* [Required task]
Please pick out every line of the records below that contains the word "strawberry", and copy each of those lines.

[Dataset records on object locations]

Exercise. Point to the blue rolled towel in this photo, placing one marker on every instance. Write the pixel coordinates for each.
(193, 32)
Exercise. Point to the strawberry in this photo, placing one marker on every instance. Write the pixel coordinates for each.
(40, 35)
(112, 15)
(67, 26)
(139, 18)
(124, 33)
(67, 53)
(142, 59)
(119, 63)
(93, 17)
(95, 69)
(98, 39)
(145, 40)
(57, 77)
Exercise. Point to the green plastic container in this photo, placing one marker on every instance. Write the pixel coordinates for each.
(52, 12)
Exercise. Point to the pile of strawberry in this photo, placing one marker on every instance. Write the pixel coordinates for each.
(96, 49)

* * *

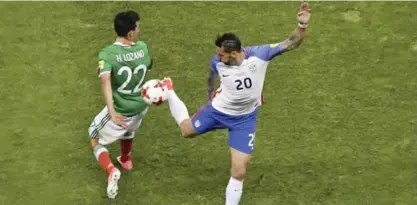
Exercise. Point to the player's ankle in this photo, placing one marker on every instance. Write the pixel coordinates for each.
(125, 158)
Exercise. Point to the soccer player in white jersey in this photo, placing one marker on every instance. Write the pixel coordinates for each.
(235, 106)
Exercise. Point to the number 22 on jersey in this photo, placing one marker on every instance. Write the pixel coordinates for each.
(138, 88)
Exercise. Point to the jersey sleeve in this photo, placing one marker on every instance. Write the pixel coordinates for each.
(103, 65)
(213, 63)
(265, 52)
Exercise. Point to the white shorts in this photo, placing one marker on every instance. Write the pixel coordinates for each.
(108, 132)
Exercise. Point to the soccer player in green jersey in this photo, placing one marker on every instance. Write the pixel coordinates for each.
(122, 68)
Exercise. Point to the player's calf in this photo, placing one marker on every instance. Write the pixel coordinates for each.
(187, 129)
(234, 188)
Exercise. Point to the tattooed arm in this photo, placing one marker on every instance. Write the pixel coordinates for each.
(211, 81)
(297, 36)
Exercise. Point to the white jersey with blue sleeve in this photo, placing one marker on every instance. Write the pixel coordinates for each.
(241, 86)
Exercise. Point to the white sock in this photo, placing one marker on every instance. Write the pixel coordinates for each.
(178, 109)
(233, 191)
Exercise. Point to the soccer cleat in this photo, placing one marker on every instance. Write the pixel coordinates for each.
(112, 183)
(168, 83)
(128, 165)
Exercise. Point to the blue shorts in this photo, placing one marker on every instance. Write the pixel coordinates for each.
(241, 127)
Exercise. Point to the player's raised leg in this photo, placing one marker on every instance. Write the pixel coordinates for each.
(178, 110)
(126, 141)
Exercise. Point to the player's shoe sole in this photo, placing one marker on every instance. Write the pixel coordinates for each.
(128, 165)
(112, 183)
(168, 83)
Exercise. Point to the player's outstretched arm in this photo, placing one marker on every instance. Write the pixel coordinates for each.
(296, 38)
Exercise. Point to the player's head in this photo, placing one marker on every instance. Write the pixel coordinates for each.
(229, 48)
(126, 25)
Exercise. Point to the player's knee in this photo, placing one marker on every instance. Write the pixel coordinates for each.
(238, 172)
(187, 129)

* [Solution to this task]
Exercise. Point to the strawberry in this photo, placing one marker on every instance. Write the pixel coordinates for each.
Exercise. Point to the pile of strawberry in this photo, placing one marker on every instance. Write the pixel coordinates for each.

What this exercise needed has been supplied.